• _SHORT TASK_
Copy out the listing below, swapping each "Marked points" for "Annotated points" and keeping everything else unchanged. Omit the pictures.
◆ ◆ ◆ ◆ ◆
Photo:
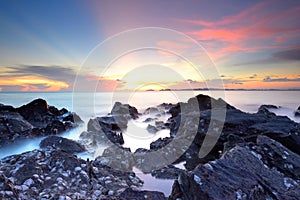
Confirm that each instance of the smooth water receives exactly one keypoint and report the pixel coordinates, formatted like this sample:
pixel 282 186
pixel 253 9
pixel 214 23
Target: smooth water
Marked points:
pixel 89 105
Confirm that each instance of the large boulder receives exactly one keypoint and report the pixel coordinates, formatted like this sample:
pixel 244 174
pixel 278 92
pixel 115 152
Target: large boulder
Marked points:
pixel 34 119
pixel 12 126
pixel 56 142
pixel 56 174
pixel 120 109
pixel 244 127
pixel 297 112
pixel 245 172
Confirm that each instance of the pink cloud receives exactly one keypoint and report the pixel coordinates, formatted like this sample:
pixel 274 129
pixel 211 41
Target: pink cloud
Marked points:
pixel 266 25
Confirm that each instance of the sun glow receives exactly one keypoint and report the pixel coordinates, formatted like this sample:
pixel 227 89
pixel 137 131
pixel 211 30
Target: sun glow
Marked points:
pixel 34 83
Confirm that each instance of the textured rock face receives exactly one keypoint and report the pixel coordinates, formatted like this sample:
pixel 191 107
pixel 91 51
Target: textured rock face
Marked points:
pixel 254 171
pixel 243 127
pixel 108 129
pixel 297 112
pixel 57 174
pixel 34 119
pixel 56 142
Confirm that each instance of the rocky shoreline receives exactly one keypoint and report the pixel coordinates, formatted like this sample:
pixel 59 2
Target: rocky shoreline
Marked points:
pixel 256 155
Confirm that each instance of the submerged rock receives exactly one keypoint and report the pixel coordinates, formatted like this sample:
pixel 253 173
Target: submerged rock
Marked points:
pixel 243 173
pixel 55 174
pixel 34 119
pixel 297 112
pixel 56 142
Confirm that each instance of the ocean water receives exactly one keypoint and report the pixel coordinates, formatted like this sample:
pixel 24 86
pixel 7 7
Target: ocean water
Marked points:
pixel 90 105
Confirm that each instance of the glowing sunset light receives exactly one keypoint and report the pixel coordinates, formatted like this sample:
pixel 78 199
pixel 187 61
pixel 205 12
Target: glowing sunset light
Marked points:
pixel 41 52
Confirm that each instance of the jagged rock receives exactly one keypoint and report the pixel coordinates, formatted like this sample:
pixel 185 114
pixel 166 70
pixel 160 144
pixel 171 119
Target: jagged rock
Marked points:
pixel 32 120
pixel 51 174
pixel 12 126
pixel 56 142
pixel 124 110
pixel 244 126
pixel 297 112
pixel 168 172
pixel 160 143
pixel 102 131
pixel 117 157
pixel 264 109
pixel 242 173
pixel 142 195
pixel 151 129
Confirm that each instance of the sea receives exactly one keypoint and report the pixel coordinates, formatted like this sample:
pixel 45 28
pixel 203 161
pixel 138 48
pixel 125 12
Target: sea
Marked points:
pixel 90 105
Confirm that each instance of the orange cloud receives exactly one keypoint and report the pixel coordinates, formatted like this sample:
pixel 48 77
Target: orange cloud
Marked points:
pixel 262 26
pixel 34 83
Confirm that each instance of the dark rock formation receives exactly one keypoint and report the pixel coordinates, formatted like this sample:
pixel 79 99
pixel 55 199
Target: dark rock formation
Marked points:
pixel 297 112
pixel 108 129
pixel 264 109
pixel 57 174
pixel 120 109
pixel 168 172
pixel 242 126
pixel 60 143
pixel 142 195
pixel 259 171
pixel 151 129
pixel 102 131
pixel 117 157
pixel 32 120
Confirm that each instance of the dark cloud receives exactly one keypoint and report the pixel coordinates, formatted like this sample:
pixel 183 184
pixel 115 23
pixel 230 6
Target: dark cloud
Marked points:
pixel 269 79
pixel 253 76
pixel 190 81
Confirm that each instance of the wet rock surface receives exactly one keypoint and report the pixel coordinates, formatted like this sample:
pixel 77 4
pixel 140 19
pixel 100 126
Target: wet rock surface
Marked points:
pixel 60 143
pixel 34 119
pixel 57 174
pixel 297 112
pixel 252 171
pixel 256 156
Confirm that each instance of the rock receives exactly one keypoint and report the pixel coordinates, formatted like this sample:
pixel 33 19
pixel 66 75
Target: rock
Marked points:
pixel 56 142
pixel 160 143
pixel 117 157
pixel 34 119
pixel 168 172
pixel 264 109
pixel 12 126
pixel 151 110
pixel 103 130
pixel 142 195
pixel 124 110
pixel 244 127
pixel 297 112
pixel 151 129
pixel 54 174
pixel 149 119
pixel 242 173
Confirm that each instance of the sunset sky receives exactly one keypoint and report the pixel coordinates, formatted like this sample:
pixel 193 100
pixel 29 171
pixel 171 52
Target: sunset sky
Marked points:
pixel 45 44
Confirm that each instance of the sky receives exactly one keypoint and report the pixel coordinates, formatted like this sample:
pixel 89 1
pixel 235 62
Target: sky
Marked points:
pixel 103 45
◆ ◆ ◆ ◆ ◆
• _SOLUTION BELOW_
Photo:
Confirm that each instance of the smooth water receives exactly one keypoint and report the pixel coordinates, formatted like this sample:
pixel 282 186
pixel 253 9
pixel 214 23
Target: smooth water
Annotated points:
pixel 89 105
Confirm that each instance of the large boulder receives exactly one keypoint and report the pixel coordinates, formatted like this sample:
pixel 244 174
pixel 278 92
pixel 115 152
Target: large boulder
Annotated points:
pixel 34 119
pixel 12 126
pixel 56 142
pixel 56 174
pixel 120 109
pixel 244 127
pixel 297 112
pixel 245 172
Confirm that each instance of the pink cloud receives exactly one keypoint and report the pixel coordinates, formatted like this sample:
pixel 274 129
pixel 211 41
Target: pink cloud
Annotated points:
pixel 266 25
Confirm that each instance of the sun glow receives exactly one keypoint and report the pixel coordinates, formatted like this sample:
pixel 227 89
pixel 137 131
pixel 211 30
Target: sun glow
Annotated points:
pixel 34 83
Confirm that each instance of the textured rock face receives exactly one keypoint and report the pixel coordinates, formatted like this sample:
pixel 191 107
pixel 91 51
Target: textured rock face
Annotated points:
pixel 254 171
pixel 243 127
pixel 108 129
pixel 297 112
pixel 57 174
pixel 34 119
pixel 56 142
Confirm that each instance of the rocky shoreline receives exactly one keypoint and report the pixel coordinates, formatted like this sample:
pixel 59 2
Target: rocky shoreline
Annotated points:
pixel 256 155
Confirm that each instance of the submerged rock receives exactly one keypoint and report the pixel coordinates, formatted like this sample:
pixel 253 173
Target: submerged rock
Annotated points:
pixel 243 173
pixel 55 174
pixel 34 119
pixel 297 112
pixel 56 142
Confirm that each instance of the ocean water receives exactly one keypoint and report the pixel coordinates, formatted like this sample:
pixel 24 86
pixel 7 7
Target: ocean water
Annotated points:
pixel 90 105
Confirm that each instance of the glowing sunset light receives exactly one keypoint and report the pixel coordinates, formatted like this sample:
pixel 78 199
pixel 187 61
pixel 205 12
Target: glowing sunset light
Annotated points:
pixel 41 52
Confirm that each instance of the jagged rock receives exactly one keypoint and report the pixel coordinates, formatted like this sample:
pixel 185 114
pixel 166 70
pixel 160 144
pixel 171 119
Target: jagged rock
Annotated points:
pixel 32 120
pixel 51 174
pixel 12 126
pixel 56 142
pixel 124 110
pixel 244 126
pixel 297 112
pixel 168 172
pixel 160 143
pixel 102 131
pixel 117 157
pixel 264 109
pixel 242 173
pixel 142 195
pixel 151 129
Confirm that each instance of the sea receives exactly one keypoint and report the pixel coordinates, formatted like this sample:
pixel 45 28
pixel 203 161
pixel 138 48
pixel 125 12
Target: sea
Annotated points:
pixel 90 105
Confirm that each instance of the orange cloud receives exactly one keypoint and report the pixel coordinates, formatted like this sample:
pixel 48 77
Target: orange cloud
Annotated points:
pixel 262 26
pixel 34 83
Confirm that each instance of the dark rock formation receives exactly one keypoint and report the pixel coordinates, formatted like this sample:
pixel 79 99
pixel 55 199
Target: dark rock formation
Annotated points:
pixel 297 112
pixel 108 129
pixel 264 109
pixel 57 174
pixel 120 109
pixel 168 172
pixel 242 126
pixel 60 143
pixel 142 195
pixel 259 171
pixel 151 129
pixel 102 131
pixel 117 157
pixel 32 120
Confirm that each instance of the dark cloud receives exactly one keypoint and report the pixel coordinates, formatted like this sample:
pixel 183 184
pixel 115 23
pixel 230 6
Target: dark cloud
Annotated points:
pixel 269 79
pixel 253 76
pixel 190 81
Confirm that each instance of the wet rock surface receives exactly one keypoint and report the pixel coordinates, formatted like this sample:
pixel 77 4
pixel 140 19
pixel 100 126
Target: wet rock surface
Annotated points:
pixel 60 143
pixel 34 119
pixel 57 174
pixel 297 112
pixel 252 171
pixel 256 156
Confirm that each instance of the rock receives exactly one keypoint and report the pixel coordinates, formatted like this sample:
pixel 33 19
pixel 66 75
Target: rock
Annotated points:
pixel 56 142
pixel 160 143
pixel 117 157
pixel 34 119
pixel 168 172
pixel 264 109
pixel 12 126
pixel 151 110
pixel 103 130
pixel 142 195
pixel 124 110
pixel 244 127
pixel 297 112
pixel 151 129
pixel 54 174
pixel 149 119
pixel 242 173
Confirm that each instance of the sunset sky receives exactly one keypoint and report the pixel coordinates, formatted like this sample:
pixel 193 100
pixel 29 171
pixel 171 52
Target: sunset sky
Annotated points:
pixel 45 44
Confirm that each instance of the sky receives exactly one keypoint and report the pixel coordinates, formatted like this sample:
pixel 89 1
pixel 235 62
Target: sky
Annotated points:
pixel 103 45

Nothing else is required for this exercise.